**SUPPLIED DATA**.
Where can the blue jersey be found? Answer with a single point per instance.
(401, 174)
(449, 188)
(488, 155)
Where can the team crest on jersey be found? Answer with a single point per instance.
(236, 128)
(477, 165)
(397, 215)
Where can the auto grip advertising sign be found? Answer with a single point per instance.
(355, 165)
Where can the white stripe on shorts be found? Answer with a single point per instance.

--

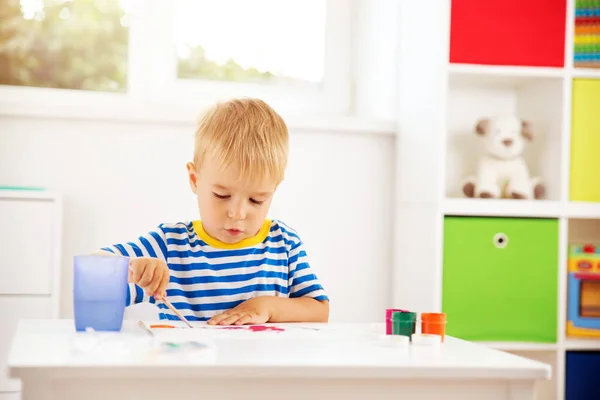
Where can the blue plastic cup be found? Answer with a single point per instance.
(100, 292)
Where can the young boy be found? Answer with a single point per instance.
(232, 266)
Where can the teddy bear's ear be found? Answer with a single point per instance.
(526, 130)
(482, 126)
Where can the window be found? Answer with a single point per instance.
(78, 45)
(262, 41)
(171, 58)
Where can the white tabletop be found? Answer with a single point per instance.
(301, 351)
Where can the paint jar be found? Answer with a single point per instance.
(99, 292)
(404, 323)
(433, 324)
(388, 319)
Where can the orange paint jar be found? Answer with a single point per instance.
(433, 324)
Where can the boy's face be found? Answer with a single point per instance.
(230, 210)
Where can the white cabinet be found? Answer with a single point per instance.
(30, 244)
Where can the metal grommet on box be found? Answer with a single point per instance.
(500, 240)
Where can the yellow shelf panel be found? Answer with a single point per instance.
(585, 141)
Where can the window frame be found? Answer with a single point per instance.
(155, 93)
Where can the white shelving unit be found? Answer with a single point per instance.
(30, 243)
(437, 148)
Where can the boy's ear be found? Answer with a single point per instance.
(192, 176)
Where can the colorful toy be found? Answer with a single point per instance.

...

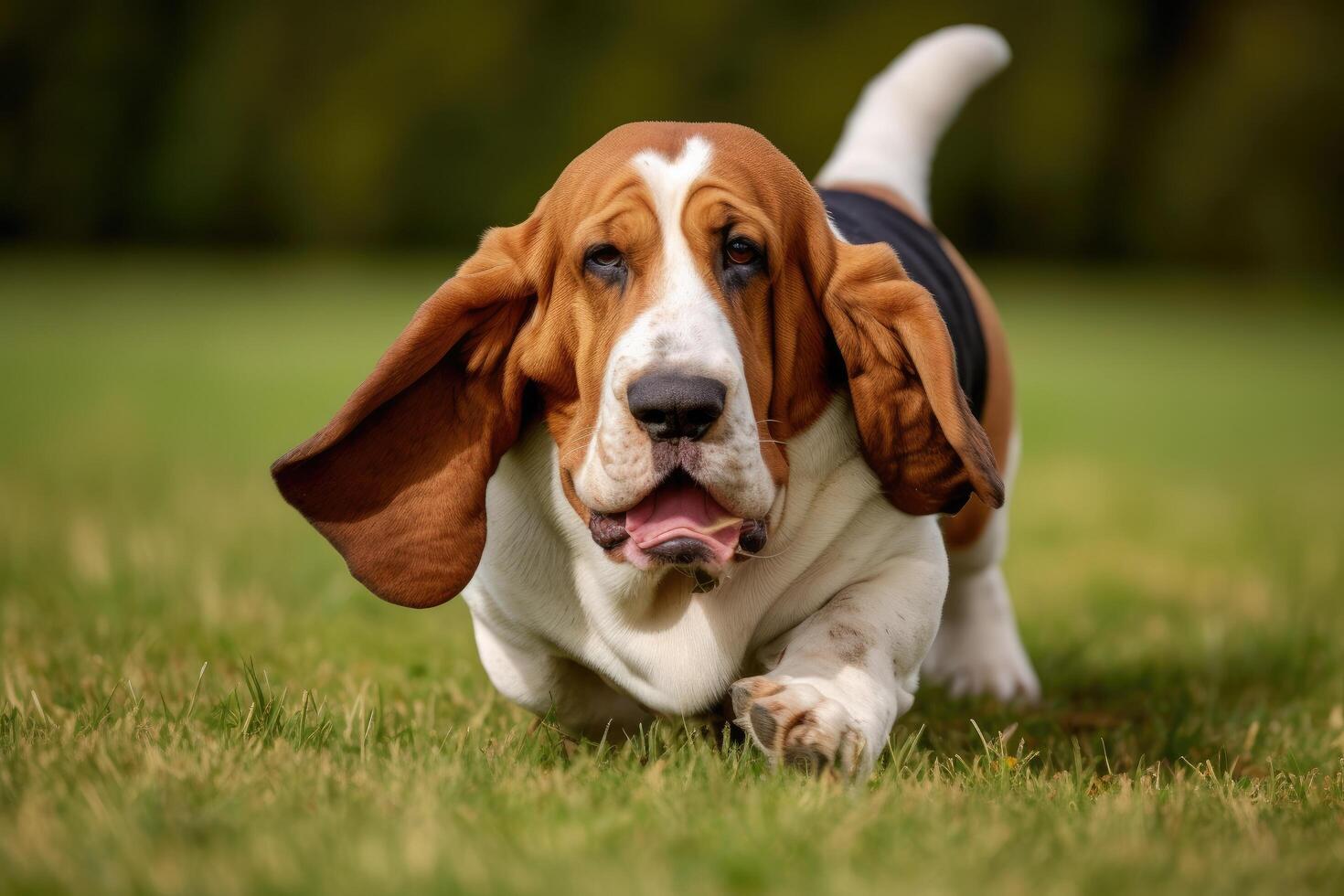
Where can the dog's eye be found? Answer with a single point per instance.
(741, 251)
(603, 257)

**EXERCISE**.
All lines above between those holding "Where can the blue jersey" and "Where can the white stripe", inclusive, must be set down unchanged, and no other line may be included.

**YOUR RESPONSE**.
Where can the blue jersey be found? Answer with a single point per instance.
(401, 174)
(449, 188)
(488, 155)
Where can the team crest on jersey be found? Answer with a single point per instance.
(236, 128)
(477, 165)
(397, 215)
Where can the auto grip advertising sign be found? Answer with a single point per instance.
(355, 165)
Where can the white stripe on shorts be found? Answer with a single point per instance.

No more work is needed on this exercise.